Reply with each record repeated exactly.

>>

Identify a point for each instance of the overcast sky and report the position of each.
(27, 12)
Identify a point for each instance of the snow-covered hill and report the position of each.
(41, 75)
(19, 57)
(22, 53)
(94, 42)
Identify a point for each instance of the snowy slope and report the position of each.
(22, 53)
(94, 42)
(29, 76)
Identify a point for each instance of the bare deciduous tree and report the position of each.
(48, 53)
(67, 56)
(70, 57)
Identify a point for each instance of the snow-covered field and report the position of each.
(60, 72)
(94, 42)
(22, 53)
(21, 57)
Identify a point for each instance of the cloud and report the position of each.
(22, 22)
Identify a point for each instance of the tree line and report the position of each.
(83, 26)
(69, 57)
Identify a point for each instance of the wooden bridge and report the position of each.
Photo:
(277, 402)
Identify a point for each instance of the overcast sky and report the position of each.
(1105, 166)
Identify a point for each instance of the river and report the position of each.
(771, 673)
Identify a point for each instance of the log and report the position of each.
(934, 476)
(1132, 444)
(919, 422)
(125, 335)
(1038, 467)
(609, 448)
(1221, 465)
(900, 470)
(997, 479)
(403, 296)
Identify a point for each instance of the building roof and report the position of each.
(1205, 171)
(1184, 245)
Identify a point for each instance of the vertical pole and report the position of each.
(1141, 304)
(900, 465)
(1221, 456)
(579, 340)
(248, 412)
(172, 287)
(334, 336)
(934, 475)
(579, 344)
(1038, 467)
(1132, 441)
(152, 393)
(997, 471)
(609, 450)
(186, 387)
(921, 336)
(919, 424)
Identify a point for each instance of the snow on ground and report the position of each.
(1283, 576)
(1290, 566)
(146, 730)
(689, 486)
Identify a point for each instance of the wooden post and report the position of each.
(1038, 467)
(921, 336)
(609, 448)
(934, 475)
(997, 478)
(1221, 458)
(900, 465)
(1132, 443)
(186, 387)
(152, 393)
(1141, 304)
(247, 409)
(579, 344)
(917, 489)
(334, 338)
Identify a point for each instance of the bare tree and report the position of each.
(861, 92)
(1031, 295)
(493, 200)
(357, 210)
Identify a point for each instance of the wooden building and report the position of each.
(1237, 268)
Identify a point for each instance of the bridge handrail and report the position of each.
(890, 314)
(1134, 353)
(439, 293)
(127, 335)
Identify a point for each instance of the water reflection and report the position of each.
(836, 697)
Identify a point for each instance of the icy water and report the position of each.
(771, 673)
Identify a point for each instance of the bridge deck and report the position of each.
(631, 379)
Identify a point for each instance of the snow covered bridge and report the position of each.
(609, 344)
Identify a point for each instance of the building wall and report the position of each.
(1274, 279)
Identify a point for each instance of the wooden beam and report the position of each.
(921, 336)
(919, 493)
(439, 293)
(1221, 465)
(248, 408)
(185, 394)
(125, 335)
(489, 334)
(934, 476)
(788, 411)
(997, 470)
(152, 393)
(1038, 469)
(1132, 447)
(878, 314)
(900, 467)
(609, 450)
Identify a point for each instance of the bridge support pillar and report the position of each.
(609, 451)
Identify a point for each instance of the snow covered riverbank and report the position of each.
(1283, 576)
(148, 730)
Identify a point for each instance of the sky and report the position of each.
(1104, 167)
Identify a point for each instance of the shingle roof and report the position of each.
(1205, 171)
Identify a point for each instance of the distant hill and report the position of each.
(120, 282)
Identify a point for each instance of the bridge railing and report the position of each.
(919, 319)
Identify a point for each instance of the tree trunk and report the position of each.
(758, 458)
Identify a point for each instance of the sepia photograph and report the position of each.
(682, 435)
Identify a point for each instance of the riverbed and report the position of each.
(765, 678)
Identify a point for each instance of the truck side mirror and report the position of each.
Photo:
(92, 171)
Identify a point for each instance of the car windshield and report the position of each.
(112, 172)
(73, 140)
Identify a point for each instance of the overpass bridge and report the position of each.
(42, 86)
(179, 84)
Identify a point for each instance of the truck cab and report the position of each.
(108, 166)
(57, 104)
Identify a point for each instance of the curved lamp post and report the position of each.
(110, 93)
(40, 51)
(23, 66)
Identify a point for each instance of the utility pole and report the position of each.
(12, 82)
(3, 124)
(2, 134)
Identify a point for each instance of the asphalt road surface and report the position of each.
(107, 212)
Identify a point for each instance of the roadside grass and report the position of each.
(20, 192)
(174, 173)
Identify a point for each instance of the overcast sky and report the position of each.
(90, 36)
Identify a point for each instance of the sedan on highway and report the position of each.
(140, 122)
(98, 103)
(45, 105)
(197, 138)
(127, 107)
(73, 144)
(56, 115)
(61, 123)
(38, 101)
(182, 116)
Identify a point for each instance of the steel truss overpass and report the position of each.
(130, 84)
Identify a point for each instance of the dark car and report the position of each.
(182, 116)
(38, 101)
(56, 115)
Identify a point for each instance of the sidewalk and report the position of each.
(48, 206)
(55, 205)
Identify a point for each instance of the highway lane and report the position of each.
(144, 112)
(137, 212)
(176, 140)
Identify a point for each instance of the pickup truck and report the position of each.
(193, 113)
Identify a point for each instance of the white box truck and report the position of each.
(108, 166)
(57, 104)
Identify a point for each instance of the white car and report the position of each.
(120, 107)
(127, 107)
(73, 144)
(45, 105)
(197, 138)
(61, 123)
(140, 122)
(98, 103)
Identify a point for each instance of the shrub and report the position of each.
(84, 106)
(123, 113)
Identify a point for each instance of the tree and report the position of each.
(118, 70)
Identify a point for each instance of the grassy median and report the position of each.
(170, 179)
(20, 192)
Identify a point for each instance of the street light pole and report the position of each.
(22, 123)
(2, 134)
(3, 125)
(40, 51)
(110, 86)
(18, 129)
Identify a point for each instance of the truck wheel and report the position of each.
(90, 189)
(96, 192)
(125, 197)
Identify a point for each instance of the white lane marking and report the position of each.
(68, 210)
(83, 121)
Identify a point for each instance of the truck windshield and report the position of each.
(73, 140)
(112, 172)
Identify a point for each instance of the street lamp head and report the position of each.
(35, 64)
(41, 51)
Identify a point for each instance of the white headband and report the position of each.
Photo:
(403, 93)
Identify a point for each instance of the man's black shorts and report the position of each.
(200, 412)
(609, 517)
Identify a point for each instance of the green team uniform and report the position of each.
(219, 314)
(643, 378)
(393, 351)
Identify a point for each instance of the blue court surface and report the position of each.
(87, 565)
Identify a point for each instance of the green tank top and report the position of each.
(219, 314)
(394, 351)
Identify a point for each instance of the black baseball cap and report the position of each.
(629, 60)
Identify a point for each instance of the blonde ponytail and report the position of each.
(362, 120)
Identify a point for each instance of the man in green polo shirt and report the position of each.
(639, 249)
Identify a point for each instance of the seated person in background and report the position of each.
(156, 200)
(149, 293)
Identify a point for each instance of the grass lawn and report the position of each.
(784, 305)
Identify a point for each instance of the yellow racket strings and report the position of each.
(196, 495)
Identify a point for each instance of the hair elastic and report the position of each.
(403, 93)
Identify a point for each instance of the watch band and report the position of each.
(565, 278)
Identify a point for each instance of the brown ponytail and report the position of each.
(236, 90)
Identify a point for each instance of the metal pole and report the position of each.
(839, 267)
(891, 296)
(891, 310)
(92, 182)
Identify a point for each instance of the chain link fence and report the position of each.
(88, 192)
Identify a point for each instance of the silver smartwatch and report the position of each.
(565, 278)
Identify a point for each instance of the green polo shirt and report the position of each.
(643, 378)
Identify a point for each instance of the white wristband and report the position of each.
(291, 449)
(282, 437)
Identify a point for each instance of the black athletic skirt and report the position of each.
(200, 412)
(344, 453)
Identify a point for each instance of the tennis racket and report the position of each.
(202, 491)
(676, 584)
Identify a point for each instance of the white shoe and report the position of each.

<<

> [TASK RESULT]:
Identify a point for each instance of the overcast sky and report the position of each.
(27, 12)
Identify a point for each instance of the snow-covered hill and report the position of each.
(41, 75)
(19, 57)
(22, 53)
(94, 42)
Identify a point for each instance of the snowy slope and report the position of each.
(22, 53)
(94, 42)
(29, 76)
Identify a point for each instance of the bare deciduous tree and report the position of each.
(48, 53)
(67, 56)
(70, 57)
Identify a point for each instance of the snow-covered field and report the position of each.
(60, 72)
(94, 42)
(22, 53)
(21, 57)
Identify a point for each instance of the cloud and report the position of each.
(22, 22)
Identify a point for each instance of the tree line and report the position of each.
(83, 26)
(69, 57)
Identify a point for each instance of the wooden bridge and report the position of each.
Photo:
(277, 402)
Identify a point for each instance of the overcast sky and report the position of each.
(1105, 166)
Identify a point for each instance of the river and report the position of each.
(771, 673)
Identify a point for each instance of the log and report the position of each.
(934, 476)
(1132, 444)
(919, 422)
(125, 335)
(1038, 467)
(609, 448)
(1221, 465)
(900, 470)
(997, 479)
(403, 296)
Identify a point for each instance of the building roof and report the position of each.
(1205, 171)
(1184, 245)
Identify a point for each instance of the vertical pole and report the position of each.
(1141, 304)
(900, 465)
(1221, 456)
(579, 340)
(248, 412)
(172, 287)
(334, 336)
(934, 475)
(579, 344)
(1038, 467)
(1132, 441)
(152, 393)
(997, 471)
(609, 450)
(186, 387)
(921, 336)
(919, 424)
Identify a point for each instance of the snow on ground and report the position of each.
(1283, 576)
(1290, 566)
(146, 730)
(689, 486)
Identify a point for each instance of the wooden post and report the position of each.
(1038, 467)
(921, 336)
(609, 448)
(934, 475)
(997, 478)
(1221, 458)
(900, 465)
(1132, 443)
(186, 387)
(152, 393)
(1141, 304)
(247, 409)
(579, 344)
(917, 489)
(334, 338)
Identify a point for each instance of the bare tree and report the position of each.
(861, 92)
(1031, 295)
(493, 200)
(357, 210)
Identify a point for each instance of the wooden building and report the position of each.
(1237, 268)
Identify a point for each instance of the bridge handrail and report the position of each.
(890, 314)
(1134, 353)
(439, 293)
(127, 335)
Identify a point for each instance of the water reflection and report the position of each.
(836, 697)
Identify a point for each instance of the icy water and report the position of each.
(771, 673)
Identify a point for each instance of the bridge deck and report the position of each.
(631, 379)
Identify a point for each instance of the snow covered bridge and report the position of each.
(609, 344)
Identify a point for each instance of the building wall and report the position of each.
(1274, 279)
Identify a point for each instance of the wooden beam and report the position of each.
(921, 336)
(919, 493)
(439, 293)
(1221, 465)
(248, 408)
(185, 394)
(125, 335)
(489, 334)
(934, 476)
(788, 411)
(997, 470)
(152, 393)
(1038, 469)
(1132, 447)
(878, 314)
(900, 467)
(609, 450)
Identify a point for each instance of the bridge support pillar and report the position of each.
(609, 451)
Identify a point for each instance of the snow covered riverbank and report the position of each.
(1283, 576)
(148, 730)
Identify a point for each instance of the sky and report the position of each.
(1104, 167)
Identify a point for each instance of the shingle roof and report the position of each.
(1205, 171)
Identify a point for each instance of the distant hill and report the position of each.
(120, 282)
Identify a point for each instance of the bridge railing and report the position of each.
(919, 319)
Identify a point for each instance of the tree trunk and report the position of each.
(758, 458)
Identify a point for each instance of the sepia photograph and report the position of each.
(682, 435)
Identify a point for each instance of the riverbed and report the position of each.
(765, 678)
Identify a point for each instance of the truck side mirror and report the position of each.
Photo:
(92, 171)
Identify a point for each instance of the car windshield and report the position of each.
(112, 172)
(73, 140)
Identify a point for each instance of the overpass bridge and report the position of each.
(42, 86)
(179, 84)
Identify a point for each instance of the truck cab and report the position of each.
(108, 166)
(57, 104)
Identify a point for each instance of the curved lamp post and report the position of each.
(110, 93)
(40, 51)
(23, 66)
Identify a point for each instance of the utility pole and report the position of each.
(12, 82)
(3, 124)
(2, 134)
Identify a point for each instance of the asphalt road surface and report the position of each.
(107, 212)
Identify a point for each instance of the roadside grass and report the position of each.
(20, 192)
(174, 173)
Identify a point for each instance of the overcast sky and report the position of each.
(90, 36)
Identify a point for each instance of the sedan on highway and report the position of each.
(140, 122)
(98, 103)
(45, 105)
(197, 138)
(127, 107)
(73, 144)
(56, 115)
(61, 123)
(38, 101)
(182, 116)
Identify a point for each instance of the steel truss overpass and report the position of each.
(130, 84)
Identify a point for each instance of the dark car and report the position of each.
(182, 116)
(38, 101)
(56, 115)
Identify a point for each instance of the sidewalk and report the position of each.
(48, 206)
(55, 205)
Identify a point for each instance of the highway lane and report the position of each.
(144, 112)
(137, 212)
(176, 140)
Identify a point for each instance of the pickup truck and report the position of each.
(193, 113)
Identify a point for each instance of the white box truck and report the position of each.
(108, 166)
(57, 104)
Identify a point for each instance of the white car and report the position of each.
(120, 107)
(127, 107)
(73, 144)
(45, 105)
(197, 138)
(61, 123)
(140, 122)
(98, 103)
Identify a point for each instance of the shrub and report the position of each.
(84, 106)
(123, 113)
Identify a point for each instance of the tree and report the position of each.
(118, 70)
Identify a point for each instance of the grassy median and report the position of each.
(170, 179)
(20, 192)
Identify a point for each instance of the street light pole and report the position of each.
(22, 123)
(2, 134)
(3, 125)
(40, 51)
(110, 86)
(18, 129)
Identify a point for each instance of the truck wheel and report the position of each.
(90, 189)
(96, 192)
(125, 197)
Identify a point for each instance of the white lane marking and report the position of each.
(68, 210)
(83, 121)
Identify a point for each instance of the truck windshield and report the position of each.
(73, 140)
(112, 172)
Identify a point for each instance of the street lamp head and report the position of each.
(35, 64)
(41, 51)
Identify a point for each instance of the white headband and report the position of each.
Photo:
(403, 93)
Identify a point for each instance of the man's black shorts and report the position of each.
(200, 412)
(609, 517)
Identify a point for each instance of the green team uniform and report the position of each.
(219, 314)
(643, 378)
(393, 351)
Identify a point for each instance of the blue court surface and report the position of each.
(87, 565)
Identify a point for each instance of the green tank top and report the position of each.
(219, 314)
(394, 351)
Identify a point for each instance of the black baseball cap and report the position of each.
(629, 60)
Identify a point for each instance of the blonde ponytail and report the position of each.
(362, 120)
Identify a point for each instance of the man in green polo shirt and report the position of each.
(639, 249)
Identify a point for each instance of the seated person in background and report the position of each.
(156, 200)
(149, 293)
Identify a point for each instance of the grass lawn and report the position of each.
(784, 305)
Identify a point for each instance of the yellow racket strings and report the position of each.
(196, 495)
Identify a point for each instance of the hair elastic and report the position of each.
(403, 93)
Identify a point for each instance of the watch band and report the position of each.
(565, 278)
Identify a point for each instance of the brown ponytail and report the position of each.
(236, 90)
Identify a point for each instance of the metal pole and report the position of each.
(839, 267)
(891, 296)
(891, 310)
(92, 182)
Identify a point for each instance of the chain link fence and report the position of each.
(88, 192)
Identify a point for each instance of the silver smartwatch and report the position of each.
(565, 278)
Identify a point for each instance of the green polo shirt and report the position of each.
(643, 378)
Identify a point for each instance of the white wristband and report the position of each.
(291, 449)
(282, 437)
Identify a point for each instance of the black athletic skirt and report the position of each.
(200, 412)
(344, 453)
Identify a point for each instance of the tennis racket and report the position of each.
(202, 491)
(676, 584)
Identify a point for each instance of the white shoe and report the position of each.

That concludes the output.